● Task brief: Copy the entries that follow, exactly and completely.

● Region pointing data:
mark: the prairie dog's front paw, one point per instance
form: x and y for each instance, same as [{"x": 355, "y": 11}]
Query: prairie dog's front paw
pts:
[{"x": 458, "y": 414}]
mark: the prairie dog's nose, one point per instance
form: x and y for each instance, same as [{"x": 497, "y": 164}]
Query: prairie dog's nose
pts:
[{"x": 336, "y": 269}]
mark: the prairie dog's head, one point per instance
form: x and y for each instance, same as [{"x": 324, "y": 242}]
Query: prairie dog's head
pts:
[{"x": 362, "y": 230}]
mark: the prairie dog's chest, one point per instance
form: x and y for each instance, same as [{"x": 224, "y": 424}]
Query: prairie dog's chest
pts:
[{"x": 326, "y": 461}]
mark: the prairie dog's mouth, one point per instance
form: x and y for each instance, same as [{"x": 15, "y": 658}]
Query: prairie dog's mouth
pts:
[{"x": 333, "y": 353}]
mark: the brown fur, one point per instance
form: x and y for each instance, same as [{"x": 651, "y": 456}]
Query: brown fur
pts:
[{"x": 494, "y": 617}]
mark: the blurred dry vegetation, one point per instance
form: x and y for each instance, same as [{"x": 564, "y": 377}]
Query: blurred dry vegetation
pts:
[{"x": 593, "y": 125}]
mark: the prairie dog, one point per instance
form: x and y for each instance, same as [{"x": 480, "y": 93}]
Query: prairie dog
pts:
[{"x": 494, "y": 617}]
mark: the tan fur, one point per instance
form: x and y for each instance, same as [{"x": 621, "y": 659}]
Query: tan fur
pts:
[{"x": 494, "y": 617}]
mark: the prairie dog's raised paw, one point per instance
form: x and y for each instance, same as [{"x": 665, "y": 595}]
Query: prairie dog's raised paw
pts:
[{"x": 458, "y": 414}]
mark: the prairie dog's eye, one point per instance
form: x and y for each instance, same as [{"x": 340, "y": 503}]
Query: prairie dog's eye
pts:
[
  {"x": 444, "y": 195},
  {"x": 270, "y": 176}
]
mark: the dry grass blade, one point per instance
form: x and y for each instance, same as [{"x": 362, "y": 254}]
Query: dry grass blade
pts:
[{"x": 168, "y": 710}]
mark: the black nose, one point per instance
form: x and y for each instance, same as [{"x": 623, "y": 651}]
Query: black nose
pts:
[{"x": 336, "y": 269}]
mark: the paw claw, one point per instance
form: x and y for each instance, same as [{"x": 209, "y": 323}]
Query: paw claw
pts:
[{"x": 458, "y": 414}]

● Exercise solution:
mark: the prairie dog's front paw, one point per instance
form: x and y for each instance, same as [{"x": 355, "y": 11}]
Query: prairie dog's front paw
pts:
[{"x": 458, "y": 414}]
mark: the prairie dog's nose, one point per instance
form: x and y for each instance, same as [{"x": 497, "y": 164}]
Query: prairie dog's nose
pts:
[{"x": 336, "y": 269}]
mark: the prairie dog's head, one point per instance
form: x and y for each instance, same as [{"x": 324, "y": 242}]
Query: prairie dog's head
pts:
[{"x": 362, "y": 230}]
mark: the prairie dog's chest, one point per instance
form: x and y for each instance, same as [{"x": 224, "y": 424}]
Query: prairie dog's chest
pts:
[{"x": 326, "y": 461}]
mark: the prairie dog's mouth, one point per instance
form: x and y for each instance, same as [{"x": 15, "y": 658}]
Query: prairie dog's mouth
pts:
[{"x": 333, "y": 353}]
mark: the brown fur, one point per instance
form: x and y for each instance, same as [{"x": 651, "y": 456}]
Query: brown fur
pts:
[{"x": 494, "y": 617}]
mark: the blurred dry vegetation, one point per instance
form: x and y for each instance, same as [{"x": 564, "y": 377}]
Query: blurred dry vegetation
pts:
[{"x": 593, "y": 125}]
mark: the prairie dog, one point per instance
form: x and y for each instance, same as [{"x": 480, "y": 93}]
Query: prairie dog
pts:
[{"x": 494, "y": 617}]
mark: the tan fur, one point per instance
form: x and y for each instance, same as [{"x": 621, "y": 659}]
Query: tan fur
pts:
[{"x": 494, "y": 617}]
mark: the prairie dog's raised paw, one point per instance
form: x and y for each instance, same as [{"x": 665, "y": 595}]
Query: prairie dog's raised paw
pts:
[{"x": 458, "y": 414}]
mark: the prairie dog's eye, one point per instance
form: x and y for each instance, same as [{"x": 340, "y": 503}]
Query: prairie dog's eye
pts:
[
  {"x": 444, "y": 195},
  {"x": 270, "y": 176}
]
mark: the dry grass blade, one point per instance
form: x and y for each instance, same as [{"x": 362, "y": 254}]
Query: dry grass blade
pts:
[{"x": 168, "y": 710}]
mark: the black nose, one point per instance
form: x and y for each instance, same as [{"x": 623, "y": 651}]
Query: black nose
pts:
[{"x": 336, "y": 269}]
mark: the paw claw, one point per instance
form: x and y for each instance, same as [{"x": 209, "y": 323}]
Query: paw claw
pts:
[{"x": 458, "y": 414}]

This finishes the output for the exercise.